**WORK TASK:**
Your task is to transcribe the entries below exactly, from their first line down to the line containing "box: [82, 22, 652, 499]", and to stop there.

**RECORDS SUPPLIED:**

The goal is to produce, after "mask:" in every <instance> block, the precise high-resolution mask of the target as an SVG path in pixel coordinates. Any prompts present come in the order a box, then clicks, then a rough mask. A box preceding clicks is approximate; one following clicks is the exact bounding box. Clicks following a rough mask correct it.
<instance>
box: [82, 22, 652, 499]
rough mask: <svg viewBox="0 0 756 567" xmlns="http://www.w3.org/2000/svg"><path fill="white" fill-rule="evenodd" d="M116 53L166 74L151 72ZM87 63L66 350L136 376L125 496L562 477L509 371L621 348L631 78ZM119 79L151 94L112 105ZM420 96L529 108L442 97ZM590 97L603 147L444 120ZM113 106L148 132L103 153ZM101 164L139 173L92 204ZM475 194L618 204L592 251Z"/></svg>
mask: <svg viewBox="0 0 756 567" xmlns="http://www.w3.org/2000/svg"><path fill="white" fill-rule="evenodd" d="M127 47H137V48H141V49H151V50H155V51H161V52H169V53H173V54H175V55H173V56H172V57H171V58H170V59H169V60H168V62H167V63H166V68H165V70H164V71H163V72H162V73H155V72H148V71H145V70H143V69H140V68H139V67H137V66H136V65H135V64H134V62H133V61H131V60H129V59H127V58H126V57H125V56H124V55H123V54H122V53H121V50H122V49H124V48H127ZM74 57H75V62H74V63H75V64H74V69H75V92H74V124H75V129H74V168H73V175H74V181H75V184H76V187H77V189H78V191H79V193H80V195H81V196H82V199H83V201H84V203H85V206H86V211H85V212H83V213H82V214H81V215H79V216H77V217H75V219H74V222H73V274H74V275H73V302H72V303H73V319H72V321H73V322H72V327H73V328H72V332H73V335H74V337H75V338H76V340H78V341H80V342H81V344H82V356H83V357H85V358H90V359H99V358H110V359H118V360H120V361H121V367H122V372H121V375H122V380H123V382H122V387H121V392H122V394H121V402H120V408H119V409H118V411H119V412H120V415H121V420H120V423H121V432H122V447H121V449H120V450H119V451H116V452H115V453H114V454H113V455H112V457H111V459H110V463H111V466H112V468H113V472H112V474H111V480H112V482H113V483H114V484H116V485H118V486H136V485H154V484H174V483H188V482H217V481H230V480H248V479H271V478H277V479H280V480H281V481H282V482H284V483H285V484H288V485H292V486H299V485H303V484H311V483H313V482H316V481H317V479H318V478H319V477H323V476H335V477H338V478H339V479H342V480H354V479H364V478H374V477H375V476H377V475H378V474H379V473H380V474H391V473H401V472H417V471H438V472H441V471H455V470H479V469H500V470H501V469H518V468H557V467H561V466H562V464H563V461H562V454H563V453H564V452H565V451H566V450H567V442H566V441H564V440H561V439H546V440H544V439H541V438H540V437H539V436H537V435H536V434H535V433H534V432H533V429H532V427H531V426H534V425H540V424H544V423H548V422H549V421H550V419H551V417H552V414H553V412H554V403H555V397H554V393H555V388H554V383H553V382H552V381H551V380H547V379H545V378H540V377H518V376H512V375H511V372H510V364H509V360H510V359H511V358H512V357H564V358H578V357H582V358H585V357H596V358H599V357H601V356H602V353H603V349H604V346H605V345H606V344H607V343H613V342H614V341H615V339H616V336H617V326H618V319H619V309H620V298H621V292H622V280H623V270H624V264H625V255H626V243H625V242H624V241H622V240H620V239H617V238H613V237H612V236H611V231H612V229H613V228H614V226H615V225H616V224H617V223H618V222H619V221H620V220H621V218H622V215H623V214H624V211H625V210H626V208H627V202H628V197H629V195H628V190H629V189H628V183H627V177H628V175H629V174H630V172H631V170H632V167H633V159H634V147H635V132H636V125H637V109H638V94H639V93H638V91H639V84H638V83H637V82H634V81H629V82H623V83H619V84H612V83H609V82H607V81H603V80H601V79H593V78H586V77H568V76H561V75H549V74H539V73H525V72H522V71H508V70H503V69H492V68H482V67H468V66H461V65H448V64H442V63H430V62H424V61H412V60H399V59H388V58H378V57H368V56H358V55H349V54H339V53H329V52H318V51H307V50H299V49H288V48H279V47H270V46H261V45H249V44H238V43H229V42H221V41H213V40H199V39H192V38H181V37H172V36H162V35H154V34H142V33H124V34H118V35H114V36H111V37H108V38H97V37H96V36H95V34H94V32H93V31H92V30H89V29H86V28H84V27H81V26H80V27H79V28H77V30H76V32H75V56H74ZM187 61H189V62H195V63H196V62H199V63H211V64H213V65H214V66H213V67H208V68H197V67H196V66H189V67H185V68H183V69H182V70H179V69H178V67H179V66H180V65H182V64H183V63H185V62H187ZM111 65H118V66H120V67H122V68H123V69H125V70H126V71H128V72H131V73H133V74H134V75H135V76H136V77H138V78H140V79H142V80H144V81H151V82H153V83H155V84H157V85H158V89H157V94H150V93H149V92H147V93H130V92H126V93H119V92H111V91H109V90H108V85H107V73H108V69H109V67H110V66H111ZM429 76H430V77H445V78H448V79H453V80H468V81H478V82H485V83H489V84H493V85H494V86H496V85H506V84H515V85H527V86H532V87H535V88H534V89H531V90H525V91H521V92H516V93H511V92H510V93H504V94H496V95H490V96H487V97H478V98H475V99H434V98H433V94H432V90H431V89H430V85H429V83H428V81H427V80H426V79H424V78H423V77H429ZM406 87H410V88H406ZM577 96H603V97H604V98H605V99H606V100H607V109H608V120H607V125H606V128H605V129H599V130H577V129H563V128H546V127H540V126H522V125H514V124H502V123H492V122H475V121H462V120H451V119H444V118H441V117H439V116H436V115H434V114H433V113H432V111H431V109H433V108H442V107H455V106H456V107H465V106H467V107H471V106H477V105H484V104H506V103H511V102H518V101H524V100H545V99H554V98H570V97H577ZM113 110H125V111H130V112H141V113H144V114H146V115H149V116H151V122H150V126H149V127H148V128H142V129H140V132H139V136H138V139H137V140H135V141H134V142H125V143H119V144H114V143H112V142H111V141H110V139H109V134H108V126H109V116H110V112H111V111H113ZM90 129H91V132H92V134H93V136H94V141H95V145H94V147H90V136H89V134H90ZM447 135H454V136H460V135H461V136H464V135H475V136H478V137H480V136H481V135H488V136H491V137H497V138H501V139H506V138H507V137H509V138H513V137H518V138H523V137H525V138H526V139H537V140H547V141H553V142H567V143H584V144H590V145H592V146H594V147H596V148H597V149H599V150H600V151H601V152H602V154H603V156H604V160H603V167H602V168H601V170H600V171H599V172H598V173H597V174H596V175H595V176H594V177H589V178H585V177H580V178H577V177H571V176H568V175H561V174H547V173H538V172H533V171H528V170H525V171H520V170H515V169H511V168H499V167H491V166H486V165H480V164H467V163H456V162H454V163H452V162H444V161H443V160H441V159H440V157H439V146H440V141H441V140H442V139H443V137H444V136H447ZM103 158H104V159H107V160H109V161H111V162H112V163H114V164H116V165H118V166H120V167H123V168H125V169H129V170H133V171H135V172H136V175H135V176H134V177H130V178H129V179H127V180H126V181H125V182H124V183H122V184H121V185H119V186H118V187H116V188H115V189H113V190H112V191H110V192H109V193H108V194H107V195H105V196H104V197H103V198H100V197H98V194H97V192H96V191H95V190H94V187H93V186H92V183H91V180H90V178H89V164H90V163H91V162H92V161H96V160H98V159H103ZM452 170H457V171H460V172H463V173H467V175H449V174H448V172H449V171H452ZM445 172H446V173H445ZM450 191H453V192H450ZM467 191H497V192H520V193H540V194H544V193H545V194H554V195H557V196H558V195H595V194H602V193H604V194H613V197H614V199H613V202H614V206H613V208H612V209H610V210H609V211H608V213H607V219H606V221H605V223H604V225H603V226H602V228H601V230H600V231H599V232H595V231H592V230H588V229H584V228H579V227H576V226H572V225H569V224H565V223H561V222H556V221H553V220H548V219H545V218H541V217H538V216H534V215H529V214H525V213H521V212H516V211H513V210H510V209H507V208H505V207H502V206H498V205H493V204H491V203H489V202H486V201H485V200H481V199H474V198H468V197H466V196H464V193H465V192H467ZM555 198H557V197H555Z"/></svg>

**EXERCISE OUTPUT:**
The goal is to produce, after "mask:" in every <instance> block, the precise high-resolution mask of the target as an SVG path in pixel coordinates. Any prompts present come in the order a box, then clicks, then a rough mask. A box preceding clicks is approximate; one following clicks is the exact bounding box. Clicks following a rough mask correct it.
<instance>
box: [82, 22, 652, 499]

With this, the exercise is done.